Set tasks =
1. Rewrite the part of the forum thread that opens with the words containing "## Puff (Feb" and closes with "pods or not.lol.", replacing "cup" with "jar".
2. In the forum thread, what price does redbellyman21 give for a bag of pods at his local fish store?
3. Decide whether each statement agrees with the forum thread, answering yes or no and quoting the deciding words: (a) redbellyman21's mandarin eats mysis shrimp. (b) redbellyman21 bought pods for his main tank. (c) Puff plans to visit a reef store later that night.
━━━ Document section
You should have definitely let them hand fed that tank.


----------



## redbellyman21 (Jun 27, 2004)

u can ask the lfs if they can try and feed the mandarin or dragonet for you, I know it seems unlikely, but my lfs has been getting a sugar load of shrimp and flake food eating mandarins, plus my lfs sells pods, so even if u get a picky eater u could potentially fulfill his diet. I would say LR in a 6-12 month old tank could support a single mandarin in a 55 + otherwise make 100% sure it will accept frozen and other foods... I learned this whenI quarentined my mandarin... I that surely he would die from starvation, but he likes mysis shrimp, but since they are slow eaters be prepared to feed a lil at a time near him..


----------



## Coldfire (Aug 20, 2003)

Your LFS sells pods? Now, that would be cool to add to your pod population, or add pods to a new refuge.

How much do they sell them for?


----------



## redbellyman21 (Jun 27, 2004)

Coldfire said:


> Your LFS sells pods? Now, that would be cool to add to your pod population, or add pods to a new refuge.
> 
> How much do they sell them for?


nothing man, they are way less than chaetomorpha alage I think a bag of em, like brine shrimp amount is 5 bux.. I never had to buy for my main tank, but I used them to quarentine the mandarin and dumped the rest into my fuge! but they also sell pods via frige http://www.reefnutrition.com/tiggerpods/index.htm (they are the pricer ones)


----------



## Coldfire (Aug 20, 2003)

Humm, $5 for a bag of pod. What a deal!!


----------



## redbellyman21 (Jun 27, 2004)

bag of copepods for every one who is looking at the last post without reading threw, not a bag of ipods or pod. aka heroin! haha yeah man its a groovy deal, but hey if u want I will send u an old sump/fuge prefilter sponge it will have a million...


----------



## Puff (Feb 14, 2005)

5$!!!!!

holy crap! some places online are selling a cup of them for 25+!!!

im going to a good reef store near me later tonight. ive never asked them if they have pods or not.lol.


----------
━━━━━━
━━━ Listing
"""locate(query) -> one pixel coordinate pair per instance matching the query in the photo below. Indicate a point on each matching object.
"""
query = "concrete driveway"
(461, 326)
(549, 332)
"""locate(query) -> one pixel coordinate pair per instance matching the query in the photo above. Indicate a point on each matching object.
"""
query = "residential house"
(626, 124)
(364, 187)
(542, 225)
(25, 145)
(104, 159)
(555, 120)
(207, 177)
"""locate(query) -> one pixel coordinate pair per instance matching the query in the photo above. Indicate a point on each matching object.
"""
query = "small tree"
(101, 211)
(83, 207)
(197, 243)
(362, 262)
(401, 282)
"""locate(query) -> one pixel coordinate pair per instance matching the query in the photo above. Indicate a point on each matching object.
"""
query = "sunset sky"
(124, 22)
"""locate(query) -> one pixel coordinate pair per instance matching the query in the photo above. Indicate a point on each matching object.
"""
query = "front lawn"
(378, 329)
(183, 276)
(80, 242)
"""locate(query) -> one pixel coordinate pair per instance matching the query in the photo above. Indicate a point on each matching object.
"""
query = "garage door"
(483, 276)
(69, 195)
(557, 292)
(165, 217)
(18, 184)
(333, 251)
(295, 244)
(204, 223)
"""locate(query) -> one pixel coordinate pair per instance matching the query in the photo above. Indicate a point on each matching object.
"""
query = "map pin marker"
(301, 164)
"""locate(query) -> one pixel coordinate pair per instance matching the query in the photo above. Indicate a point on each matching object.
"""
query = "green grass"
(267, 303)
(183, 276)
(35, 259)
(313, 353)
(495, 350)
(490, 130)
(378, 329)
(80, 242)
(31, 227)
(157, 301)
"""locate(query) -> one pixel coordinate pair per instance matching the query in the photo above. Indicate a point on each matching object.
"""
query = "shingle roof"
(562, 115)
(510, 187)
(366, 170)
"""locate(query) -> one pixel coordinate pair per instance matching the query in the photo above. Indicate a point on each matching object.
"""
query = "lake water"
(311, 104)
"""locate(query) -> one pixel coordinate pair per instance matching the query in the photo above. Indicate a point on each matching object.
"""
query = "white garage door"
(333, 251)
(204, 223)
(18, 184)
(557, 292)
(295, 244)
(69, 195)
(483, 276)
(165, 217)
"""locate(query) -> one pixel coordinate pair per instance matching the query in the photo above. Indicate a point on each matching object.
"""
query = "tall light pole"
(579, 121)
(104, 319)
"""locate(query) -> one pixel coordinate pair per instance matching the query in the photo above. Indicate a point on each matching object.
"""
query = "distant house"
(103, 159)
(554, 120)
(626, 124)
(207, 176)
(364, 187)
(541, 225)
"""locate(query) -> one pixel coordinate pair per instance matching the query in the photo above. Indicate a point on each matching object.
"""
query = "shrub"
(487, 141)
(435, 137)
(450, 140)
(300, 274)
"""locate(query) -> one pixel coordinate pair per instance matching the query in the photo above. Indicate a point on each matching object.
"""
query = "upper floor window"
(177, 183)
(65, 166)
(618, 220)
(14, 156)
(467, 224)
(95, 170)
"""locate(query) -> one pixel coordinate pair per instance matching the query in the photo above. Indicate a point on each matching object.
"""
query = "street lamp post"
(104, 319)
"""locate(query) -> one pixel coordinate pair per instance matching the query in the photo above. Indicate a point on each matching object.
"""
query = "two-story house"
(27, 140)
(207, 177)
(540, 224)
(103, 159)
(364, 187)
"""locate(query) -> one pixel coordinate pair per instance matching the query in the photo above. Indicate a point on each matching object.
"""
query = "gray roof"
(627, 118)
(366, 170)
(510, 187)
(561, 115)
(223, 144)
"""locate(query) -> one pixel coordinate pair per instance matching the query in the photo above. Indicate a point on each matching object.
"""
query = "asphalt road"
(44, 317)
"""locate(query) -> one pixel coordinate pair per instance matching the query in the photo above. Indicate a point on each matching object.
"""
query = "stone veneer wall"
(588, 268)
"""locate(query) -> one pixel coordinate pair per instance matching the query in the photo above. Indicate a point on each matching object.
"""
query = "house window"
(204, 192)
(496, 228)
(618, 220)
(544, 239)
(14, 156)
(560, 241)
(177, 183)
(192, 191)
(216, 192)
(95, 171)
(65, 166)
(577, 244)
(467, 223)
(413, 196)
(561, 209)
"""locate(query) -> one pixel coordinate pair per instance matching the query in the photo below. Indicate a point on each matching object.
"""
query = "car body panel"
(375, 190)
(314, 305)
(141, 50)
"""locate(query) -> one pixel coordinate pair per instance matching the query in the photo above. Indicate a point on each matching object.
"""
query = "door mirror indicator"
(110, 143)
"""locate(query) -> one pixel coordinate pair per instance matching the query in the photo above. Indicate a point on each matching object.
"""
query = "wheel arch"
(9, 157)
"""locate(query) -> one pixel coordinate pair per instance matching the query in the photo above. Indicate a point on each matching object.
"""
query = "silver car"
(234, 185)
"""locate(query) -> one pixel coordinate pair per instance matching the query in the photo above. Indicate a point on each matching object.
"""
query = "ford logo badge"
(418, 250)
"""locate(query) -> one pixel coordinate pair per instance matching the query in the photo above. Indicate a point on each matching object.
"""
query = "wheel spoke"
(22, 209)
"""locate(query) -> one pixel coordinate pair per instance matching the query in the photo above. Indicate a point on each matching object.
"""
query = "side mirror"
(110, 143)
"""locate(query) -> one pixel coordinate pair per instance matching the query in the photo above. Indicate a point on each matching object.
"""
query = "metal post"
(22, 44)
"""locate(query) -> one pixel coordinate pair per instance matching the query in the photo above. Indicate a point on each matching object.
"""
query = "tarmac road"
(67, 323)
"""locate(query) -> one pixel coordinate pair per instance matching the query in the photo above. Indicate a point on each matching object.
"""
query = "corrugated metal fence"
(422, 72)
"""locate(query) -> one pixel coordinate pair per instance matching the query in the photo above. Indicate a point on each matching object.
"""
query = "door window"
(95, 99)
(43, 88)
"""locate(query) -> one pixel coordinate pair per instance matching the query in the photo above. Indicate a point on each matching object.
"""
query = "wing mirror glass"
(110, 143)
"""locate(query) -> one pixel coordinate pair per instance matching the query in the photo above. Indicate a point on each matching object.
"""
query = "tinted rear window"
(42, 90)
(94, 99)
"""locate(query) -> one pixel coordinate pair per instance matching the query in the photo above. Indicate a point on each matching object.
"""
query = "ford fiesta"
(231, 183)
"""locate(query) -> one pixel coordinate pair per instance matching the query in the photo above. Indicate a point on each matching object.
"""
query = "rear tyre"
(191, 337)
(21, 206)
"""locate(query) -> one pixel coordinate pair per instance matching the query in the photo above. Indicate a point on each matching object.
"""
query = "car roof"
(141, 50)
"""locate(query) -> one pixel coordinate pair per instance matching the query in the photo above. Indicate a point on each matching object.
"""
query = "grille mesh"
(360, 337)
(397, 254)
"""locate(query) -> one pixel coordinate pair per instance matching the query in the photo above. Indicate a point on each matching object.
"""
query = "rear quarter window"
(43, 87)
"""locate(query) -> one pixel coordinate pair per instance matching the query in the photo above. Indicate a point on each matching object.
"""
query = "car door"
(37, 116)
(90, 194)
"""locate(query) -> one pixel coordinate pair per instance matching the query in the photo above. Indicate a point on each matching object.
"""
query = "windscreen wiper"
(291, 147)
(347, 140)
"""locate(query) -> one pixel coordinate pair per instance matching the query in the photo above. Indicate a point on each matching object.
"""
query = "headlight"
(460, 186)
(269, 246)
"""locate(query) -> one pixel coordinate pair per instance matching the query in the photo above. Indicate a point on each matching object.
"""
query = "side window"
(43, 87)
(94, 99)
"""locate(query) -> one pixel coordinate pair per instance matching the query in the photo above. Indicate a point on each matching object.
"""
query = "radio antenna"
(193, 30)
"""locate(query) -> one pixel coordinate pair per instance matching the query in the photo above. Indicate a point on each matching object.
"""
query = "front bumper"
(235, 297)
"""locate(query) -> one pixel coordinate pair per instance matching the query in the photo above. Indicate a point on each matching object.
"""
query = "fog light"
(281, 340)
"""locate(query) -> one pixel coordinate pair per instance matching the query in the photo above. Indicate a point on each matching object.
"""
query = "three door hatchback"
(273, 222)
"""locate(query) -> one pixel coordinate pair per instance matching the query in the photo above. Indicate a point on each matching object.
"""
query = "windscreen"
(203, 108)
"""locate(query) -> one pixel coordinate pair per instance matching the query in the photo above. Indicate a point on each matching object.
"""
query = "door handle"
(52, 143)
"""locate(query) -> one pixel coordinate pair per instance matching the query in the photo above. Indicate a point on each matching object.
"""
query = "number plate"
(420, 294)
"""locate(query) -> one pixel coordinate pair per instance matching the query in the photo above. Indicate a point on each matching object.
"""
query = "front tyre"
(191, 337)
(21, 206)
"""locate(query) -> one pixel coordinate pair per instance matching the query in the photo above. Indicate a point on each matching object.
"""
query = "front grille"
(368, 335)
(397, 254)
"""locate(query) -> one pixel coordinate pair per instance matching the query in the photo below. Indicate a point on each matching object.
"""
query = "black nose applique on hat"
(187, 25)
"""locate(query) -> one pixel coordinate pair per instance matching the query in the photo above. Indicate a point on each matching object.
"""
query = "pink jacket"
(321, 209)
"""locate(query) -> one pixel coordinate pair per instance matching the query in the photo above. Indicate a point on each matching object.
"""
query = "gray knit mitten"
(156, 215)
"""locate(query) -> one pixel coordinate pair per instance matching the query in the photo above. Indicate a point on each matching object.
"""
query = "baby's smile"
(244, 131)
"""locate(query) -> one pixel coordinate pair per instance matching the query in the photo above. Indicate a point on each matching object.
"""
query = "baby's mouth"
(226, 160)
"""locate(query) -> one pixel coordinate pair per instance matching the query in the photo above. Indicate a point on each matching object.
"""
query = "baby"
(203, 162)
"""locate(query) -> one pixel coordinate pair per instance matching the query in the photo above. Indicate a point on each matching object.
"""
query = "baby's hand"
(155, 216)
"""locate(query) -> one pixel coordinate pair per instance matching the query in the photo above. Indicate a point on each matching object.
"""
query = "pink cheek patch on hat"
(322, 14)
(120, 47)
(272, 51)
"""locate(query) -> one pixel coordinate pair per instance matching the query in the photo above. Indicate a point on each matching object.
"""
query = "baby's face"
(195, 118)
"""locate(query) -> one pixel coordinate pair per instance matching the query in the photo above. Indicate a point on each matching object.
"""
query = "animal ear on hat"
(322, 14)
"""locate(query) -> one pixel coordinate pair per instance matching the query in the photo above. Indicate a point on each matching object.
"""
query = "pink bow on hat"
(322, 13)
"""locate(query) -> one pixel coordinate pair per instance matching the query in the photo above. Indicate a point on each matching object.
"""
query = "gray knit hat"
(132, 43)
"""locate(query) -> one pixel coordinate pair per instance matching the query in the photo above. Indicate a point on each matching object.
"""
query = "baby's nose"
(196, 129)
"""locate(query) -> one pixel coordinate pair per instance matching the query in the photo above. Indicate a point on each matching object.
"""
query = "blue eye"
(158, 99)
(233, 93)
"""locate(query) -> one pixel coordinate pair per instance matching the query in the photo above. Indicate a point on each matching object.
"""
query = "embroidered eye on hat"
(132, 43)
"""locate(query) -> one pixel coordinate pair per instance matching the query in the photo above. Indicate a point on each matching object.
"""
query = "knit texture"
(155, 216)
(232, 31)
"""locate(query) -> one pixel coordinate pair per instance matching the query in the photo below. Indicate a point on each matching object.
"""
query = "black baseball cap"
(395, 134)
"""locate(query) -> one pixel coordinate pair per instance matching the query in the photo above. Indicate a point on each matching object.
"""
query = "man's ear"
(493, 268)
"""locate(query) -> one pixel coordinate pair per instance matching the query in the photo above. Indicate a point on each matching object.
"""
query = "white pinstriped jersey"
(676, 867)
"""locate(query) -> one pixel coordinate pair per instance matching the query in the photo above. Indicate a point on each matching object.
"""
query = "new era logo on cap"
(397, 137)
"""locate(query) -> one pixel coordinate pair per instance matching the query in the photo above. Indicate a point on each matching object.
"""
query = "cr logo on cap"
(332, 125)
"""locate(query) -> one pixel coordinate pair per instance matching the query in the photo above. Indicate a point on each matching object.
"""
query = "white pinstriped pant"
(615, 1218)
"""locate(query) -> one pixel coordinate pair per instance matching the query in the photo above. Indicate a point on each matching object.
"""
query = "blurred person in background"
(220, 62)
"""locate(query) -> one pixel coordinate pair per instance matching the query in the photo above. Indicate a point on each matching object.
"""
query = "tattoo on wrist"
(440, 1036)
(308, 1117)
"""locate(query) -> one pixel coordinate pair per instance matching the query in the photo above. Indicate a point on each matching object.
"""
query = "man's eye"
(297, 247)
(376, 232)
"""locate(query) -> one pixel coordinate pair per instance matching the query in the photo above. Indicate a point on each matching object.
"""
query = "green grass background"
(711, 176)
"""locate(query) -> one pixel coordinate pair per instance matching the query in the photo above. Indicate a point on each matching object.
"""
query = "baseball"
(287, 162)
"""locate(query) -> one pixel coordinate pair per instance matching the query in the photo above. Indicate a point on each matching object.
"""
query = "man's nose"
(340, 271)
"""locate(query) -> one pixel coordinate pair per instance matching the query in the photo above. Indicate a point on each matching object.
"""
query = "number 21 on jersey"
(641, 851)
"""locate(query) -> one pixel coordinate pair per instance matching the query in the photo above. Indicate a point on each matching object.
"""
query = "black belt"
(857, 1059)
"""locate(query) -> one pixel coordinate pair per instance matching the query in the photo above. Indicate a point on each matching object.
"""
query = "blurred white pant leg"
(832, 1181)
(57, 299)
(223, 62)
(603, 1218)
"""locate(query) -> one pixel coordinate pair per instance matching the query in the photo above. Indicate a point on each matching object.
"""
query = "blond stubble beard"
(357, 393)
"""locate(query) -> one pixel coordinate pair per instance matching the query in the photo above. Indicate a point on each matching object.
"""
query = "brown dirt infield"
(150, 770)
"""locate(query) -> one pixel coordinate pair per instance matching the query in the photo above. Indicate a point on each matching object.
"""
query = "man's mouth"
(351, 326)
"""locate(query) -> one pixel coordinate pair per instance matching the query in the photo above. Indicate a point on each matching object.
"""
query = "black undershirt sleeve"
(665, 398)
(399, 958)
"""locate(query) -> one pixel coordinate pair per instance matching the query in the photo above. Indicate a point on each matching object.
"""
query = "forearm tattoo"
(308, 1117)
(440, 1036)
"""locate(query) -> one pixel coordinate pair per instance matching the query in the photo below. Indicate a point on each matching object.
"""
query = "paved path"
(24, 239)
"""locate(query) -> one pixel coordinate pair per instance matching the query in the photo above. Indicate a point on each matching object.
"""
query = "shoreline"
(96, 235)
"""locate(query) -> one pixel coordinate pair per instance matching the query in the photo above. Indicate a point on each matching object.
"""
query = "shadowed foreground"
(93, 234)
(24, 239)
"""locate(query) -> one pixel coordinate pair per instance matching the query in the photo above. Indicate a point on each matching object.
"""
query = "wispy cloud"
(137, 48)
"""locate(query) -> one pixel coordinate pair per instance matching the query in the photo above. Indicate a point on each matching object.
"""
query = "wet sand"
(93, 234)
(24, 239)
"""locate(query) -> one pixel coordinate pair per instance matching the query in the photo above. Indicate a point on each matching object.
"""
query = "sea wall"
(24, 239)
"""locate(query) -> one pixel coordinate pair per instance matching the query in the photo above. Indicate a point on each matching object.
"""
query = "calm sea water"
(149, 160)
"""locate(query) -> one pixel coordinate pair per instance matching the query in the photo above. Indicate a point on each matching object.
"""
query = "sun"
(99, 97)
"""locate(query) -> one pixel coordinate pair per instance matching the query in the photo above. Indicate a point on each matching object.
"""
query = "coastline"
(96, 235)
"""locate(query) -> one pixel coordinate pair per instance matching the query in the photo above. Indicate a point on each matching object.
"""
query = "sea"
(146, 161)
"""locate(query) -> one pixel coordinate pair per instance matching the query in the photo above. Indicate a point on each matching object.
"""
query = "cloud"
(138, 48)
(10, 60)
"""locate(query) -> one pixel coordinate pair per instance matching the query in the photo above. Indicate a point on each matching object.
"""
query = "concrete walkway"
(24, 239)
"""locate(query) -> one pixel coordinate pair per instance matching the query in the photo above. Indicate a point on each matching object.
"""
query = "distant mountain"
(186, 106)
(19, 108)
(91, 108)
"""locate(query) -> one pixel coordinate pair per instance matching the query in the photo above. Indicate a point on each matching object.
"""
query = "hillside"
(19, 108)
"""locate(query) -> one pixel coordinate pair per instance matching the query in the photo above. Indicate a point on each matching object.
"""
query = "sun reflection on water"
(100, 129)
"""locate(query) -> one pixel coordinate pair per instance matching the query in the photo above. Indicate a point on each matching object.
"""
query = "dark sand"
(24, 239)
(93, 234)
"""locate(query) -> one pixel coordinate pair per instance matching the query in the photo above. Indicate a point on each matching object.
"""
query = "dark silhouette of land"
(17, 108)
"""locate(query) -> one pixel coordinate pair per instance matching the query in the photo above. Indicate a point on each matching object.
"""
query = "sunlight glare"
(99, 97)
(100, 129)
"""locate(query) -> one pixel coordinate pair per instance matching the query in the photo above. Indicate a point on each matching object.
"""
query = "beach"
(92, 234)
━━━━━━
Answers for this exercise =
1.
## Puff (Feb 14, 2005)

5$!!!!!

holy crap! some places online are selling a jar of them for 25+!!!

im going to a good reef store near me later tonight. ive never asked them if they have pods or not.lol.

2. About 5 dollars for a bag, roughly a brine shrimp amount.

3.
(a) Yes: "he likes mysis shrimp"
(b) No: "I never had to buy for my main tank"
(c) Yes: "im going to a good reef store near me later tonight."